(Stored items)
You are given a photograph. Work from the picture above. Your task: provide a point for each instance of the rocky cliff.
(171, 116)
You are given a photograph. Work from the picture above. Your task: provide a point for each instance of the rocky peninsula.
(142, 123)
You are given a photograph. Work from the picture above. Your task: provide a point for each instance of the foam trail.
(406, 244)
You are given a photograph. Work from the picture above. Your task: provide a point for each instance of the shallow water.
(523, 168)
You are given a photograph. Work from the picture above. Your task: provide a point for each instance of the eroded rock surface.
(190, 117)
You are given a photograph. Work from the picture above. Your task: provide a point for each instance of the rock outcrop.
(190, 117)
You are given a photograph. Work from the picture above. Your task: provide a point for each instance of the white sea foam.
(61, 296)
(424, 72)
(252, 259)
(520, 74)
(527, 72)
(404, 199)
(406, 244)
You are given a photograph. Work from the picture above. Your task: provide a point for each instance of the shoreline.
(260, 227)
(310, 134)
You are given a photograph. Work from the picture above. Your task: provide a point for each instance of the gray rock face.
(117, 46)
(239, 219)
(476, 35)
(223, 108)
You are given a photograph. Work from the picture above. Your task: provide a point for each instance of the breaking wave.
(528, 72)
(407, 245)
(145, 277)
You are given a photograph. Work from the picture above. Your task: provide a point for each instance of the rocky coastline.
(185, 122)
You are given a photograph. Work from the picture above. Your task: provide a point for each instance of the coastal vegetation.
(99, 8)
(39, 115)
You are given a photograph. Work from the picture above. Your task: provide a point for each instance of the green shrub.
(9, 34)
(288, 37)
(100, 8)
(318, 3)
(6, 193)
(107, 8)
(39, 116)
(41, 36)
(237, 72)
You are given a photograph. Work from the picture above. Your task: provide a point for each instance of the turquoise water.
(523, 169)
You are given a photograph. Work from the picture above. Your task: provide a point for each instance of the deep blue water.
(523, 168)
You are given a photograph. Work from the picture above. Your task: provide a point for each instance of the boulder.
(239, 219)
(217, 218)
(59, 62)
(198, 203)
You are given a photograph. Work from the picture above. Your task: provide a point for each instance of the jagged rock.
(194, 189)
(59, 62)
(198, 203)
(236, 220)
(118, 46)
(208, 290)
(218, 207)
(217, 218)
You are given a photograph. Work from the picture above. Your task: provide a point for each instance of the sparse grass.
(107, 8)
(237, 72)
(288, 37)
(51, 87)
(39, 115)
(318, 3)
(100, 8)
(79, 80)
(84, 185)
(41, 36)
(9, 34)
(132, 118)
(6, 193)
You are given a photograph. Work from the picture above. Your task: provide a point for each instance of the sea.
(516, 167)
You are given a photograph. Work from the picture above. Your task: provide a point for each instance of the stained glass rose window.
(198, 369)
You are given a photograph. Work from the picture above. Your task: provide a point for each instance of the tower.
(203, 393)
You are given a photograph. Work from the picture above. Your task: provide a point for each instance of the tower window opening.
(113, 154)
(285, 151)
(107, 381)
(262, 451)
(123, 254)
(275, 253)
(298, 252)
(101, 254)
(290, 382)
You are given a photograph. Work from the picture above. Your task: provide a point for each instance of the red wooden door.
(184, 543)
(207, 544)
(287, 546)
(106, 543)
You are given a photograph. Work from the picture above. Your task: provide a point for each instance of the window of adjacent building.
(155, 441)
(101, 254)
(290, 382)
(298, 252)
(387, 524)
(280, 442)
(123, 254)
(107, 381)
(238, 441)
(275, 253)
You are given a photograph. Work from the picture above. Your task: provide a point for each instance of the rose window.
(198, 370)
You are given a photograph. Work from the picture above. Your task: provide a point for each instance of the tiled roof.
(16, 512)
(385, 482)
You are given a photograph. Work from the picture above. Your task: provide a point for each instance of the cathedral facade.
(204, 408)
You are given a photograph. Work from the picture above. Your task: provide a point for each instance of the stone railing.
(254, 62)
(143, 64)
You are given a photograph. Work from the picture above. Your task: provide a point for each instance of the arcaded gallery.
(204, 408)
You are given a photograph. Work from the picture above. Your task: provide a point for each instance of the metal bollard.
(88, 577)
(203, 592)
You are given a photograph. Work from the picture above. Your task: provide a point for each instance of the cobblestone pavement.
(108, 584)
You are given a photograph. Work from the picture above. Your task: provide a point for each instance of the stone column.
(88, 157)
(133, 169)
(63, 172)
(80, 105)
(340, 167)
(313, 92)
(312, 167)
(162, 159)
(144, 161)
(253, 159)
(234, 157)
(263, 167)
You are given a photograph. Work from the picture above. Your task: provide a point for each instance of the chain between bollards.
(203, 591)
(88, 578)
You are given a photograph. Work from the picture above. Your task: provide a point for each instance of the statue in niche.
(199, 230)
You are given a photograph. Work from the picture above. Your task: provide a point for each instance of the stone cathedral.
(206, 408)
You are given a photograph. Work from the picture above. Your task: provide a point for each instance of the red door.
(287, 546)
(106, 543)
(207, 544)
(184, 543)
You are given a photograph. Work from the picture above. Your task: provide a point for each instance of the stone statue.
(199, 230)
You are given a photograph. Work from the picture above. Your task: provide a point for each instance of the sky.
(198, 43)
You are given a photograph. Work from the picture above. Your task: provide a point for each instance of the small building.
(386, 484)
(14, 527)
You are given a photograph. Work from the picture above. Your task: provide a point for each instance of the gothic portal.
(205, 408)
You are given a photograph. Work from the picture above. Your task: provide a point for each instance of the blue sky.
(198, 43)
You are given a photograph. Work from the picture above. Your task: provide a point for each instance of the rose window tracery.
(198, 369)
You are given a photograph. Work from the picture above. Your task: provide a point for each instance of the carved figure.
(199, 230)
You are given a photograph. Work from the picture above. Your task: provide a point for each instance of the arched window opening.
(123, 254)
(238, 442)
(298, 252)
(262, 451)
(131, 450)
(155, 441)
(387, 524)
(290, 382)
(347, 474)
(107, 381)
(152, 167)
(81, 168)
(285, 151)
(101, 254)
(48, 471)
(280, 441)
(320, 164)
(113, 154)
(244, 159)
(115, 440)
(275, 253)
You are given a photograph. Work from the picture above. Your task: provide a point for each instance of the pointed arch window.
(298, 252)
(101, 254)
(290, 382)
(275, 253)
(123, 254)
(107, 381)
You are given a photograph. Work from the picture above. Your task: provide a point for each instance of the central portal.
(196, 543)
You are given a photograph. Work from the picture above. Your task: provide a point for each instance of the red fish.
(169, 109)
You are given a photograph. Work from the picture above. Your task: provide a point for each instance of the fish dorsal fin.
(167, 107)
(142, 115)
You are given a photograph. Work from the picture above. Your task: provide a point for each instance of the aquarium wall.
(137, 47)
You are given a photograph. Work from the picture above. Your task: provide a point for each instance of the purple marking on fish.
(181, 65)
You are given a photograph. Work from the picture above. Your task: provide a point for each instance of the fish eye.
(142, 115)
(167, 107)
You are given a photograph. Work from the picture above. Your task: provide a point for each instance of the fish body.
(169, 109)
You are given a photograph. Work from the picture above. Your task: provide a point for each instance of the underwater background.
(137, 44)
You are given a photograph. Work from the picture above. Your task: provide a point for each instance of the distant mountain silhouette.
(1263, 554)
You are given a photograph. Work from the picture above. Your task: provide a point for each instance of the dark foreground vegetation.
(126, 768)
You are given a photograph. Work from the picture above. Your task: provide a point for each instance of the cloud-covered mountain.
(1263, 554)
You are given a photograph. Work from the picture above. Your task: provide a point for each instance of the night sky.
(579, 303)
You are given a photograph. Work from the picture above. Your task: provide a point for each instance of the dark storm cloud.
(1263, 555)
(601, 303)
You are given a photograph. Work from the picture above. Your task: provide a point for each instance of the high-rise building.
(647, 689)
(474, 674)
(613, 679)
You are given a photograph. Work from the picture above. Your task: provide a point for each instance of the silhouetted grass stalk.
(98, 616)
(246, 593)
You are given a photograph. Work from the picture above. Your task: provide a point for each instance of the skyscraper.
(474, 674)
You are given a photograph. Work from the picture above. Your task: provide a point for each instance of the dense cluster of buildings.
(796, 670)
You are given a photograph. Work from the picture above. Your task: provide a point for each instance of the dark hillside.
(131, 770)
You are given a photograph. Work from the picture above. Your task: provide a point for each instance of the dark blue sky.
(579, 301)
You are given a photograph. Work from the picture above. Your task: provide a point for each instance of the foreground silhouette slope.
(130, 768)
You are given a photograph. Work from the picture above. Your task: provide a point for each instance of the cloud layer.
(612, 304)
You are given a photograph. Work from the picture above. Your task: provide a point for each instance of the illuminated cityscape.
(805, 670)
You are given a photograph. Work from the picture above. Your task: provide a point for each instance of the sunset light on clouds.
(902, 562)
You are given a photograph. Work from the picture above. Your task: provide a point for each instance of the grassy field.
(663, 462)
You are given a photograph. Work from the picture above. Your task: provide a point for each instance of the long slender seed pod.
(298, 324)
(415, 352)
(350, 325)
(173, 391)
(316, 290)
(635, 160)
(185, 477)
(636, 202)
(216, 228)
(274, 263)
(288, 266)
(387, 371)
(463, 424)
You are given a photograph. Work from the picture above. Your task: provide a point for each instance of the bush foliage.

■ BRIEF:
Beginning with the line that has "the cloud layer.", set down each line through the last one above, exactly, and nothing else.

■ RESPONSE:
You are given a photograph. Work from the picture above. Your task: provide a point for each instance of the cloud layer.
(612, 304)
You are given a photograph. Work from the picture above. Your task: provide a point for each instance of the illuminated cityscape.
(805, 670)
You are given a photograph. Work from the picture above. Your task: provide a point for each instance of the sunset light on clouds.
(902, 562)
You are given a photograph. Work from the picture above. Your task: provide a point for each instance of the grassy field.
(663, 462)
You are given a photograph. Work from the picture above. Your task: provide a point for each instance of the long slender seed pod.
(298, 324)
(415, 352)
(350, 325)
(173, 391)
(316, 290)
(635, 160)
(185, 477)
(636, 202)
(216, 228)
(274, 263)
(288, 266)
(387, 371)
(463, 424)
You are given a photograph. Work from the picture above. Your task: provide a point for each instance of the bush foliage.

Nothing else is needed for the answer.